PAGE EXTRACT:
# How do you wash fleece?



## PKBoo (Apr 10, 2008)

Our sheep were sheared a few weeks ago, so I've slowly started washing (when there's sunny weather, which isn't often lately!)

What's your preferred method of washing? I've read so many different ways, and Ravelry is full of pages and pages of info! My biggest question is what temperature do you use? I know lanolin melts at 110, so I've been trying to keep the temps between 125-135. Some people on Ravelry SIMMER their wool  I've read that temps TOO high will damage wool. Lots of opinions out there! :shrug:

Also, how does hard water affect the fleece? I'm trying to decide if I should cull one of the wethers, so I washed his fleece, and it just seems courser than what I'd like (compared to his last year). So I thought I'd made the decision, but... 

So today I washed one of the year-olds who's fleece I couldn't wait to try, and she is just not as soft as I thought she'd be (compared to how the fleece feels before washing!!) So I'm wondering if it's the hard water. DH has to add salt to the softener, so we'll see if there's a difference. 

I can't wait to see how this fleece turns out! She was gray, white, and brown last year, but unfortunately, her body turned all white over the winter. Here's her wool - you can see it's half white and half gray...









Here she is last year (she's on the left)









And here is she is after shearing - the gray is gone 









I can't wait to see how she spins up :bouncy:


----------



## frazzlehead (Aug 23, 2005)

Hot water in a Rubbermaid bucket (i.e. out of the tap). Dish soap. Soak.

Remove fleece (if it's in a bag, yay, if not, lift it out by hand) and dump the water (outside is best if you can make it there without dropping the bin ... )

More hot water. Soak. Longer this time.

Dump the water as before.

Repeat until the water looks clear coming off the fleece. 

That's about it for technique at this house!


----------



## MullersLaneFarm (Jul 23, 2004)

That fleece looks so wonderful! Love that crimp!

And what frazzle said about scouring. I also find that judiciously skirting the fleece opening up the tips before you scour will take less soaks.

Each time you scour the same fleece, you can use less dish detergent.


----------



## Spinner (Jul 19, 2003)

ROWS:
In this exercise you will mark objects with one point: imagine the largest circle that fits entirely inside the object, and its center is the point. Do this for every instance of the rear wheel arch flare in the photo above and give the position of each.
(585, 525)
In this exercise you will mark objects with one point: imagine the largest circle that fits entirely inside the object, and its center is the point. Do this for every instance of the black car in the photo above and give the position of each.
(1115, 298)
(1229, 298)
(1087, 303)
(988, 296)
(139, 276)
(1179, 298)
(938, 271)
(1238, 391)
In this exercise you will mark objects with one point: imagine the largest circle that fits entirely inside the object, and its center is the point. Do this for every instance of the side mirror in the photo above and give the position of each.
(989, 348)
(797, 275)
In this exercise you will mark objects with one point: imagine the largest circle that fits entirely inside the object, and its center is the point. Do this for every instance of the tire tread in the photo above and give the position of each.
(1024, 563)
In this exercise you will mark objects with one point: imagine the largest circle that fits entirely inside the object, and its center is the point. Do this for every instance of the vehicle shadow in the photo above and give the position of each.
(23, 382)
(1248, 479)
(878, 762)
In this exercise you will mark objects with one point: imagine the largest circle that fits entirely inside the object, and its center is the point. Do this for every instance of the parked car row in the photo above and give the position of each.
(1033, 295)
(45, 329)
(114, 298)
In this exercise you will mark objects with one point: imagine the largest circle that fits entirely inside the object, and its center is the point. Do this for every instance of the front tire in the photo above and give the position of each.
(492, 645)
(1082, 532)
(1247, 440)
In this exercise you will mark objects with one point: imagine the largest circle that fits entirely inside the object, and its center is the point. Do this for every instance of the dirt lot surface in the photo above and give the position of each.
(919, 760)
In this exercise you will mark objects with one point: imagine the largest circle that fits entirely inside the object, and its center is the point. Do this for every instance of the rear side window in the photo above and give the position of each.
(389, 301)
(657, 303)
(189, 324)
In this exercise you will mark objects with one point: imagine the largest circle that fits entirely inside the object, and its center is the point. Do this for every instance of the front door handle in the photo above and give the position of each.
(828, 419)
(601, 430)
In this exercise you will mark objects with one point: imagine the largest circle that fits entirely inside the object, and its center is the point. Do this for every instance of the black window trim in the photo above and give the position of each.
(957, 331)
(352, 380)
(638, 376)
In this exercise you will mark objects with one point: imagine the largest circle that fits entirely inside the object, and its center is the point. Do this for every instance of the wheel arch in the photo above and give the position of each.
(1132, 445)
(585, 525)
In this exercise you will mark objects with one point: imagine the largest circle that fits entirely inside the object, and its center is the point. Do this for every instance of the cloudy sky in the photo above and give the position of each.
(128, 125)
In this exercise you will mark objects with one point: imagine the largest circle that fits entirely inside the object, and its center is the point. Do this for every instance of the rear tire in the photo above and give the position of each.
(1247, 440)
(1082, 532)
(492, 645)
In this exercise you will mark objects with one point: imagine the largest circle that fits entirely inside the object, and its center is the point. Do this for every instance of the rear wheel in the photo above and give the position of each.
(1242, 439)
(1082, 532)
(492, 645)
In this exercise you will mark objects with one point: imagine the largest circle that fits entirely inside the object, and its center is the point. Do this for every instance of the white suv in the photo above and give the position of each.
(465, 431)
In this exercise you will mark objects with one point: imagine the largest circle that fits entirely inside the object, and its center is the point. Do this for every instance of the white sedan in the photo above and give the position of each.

REQUIRED WORK:
a - For the fleece-washing thread, decide whether each statement agrees with it: (i) PKBoo has been keeping the wash water between 125 and 135; (ii) frazzlehead washes fleece with laundry detergent; (iii) MullersLaneFarm says to use more detergent each time the same fleece is scoured. Answer yes or no for each, quoting the words that settle it.
b - From the fleece-washing thread, copy the part that opens with the words containing "Repeat until the" and closes with "take less soaks.".
c - In the fleece-washing thread, what happened to the year-old ewe's body over the winter?

RESULTS BY TASK:
a -
(i) Yes: "I've been trying to keep the temps between 125-135."
(ii) No: "Dish soap."
(iii) No: "Each time you scour the same fleece, you can use less dish detergent."

b -
Repeat until the water looks clear coming off the fleece. 

That's about it for technique at this house!


----------



## MullersLaneFarm (Jul 23, 2004)

That fleece looks so wonderful! Love that crimp!

And what frazzle said about scouring. I also find that judiciously skirting the fleece opening up the tips before you scour will take less soaks.

c - Her body turned all white.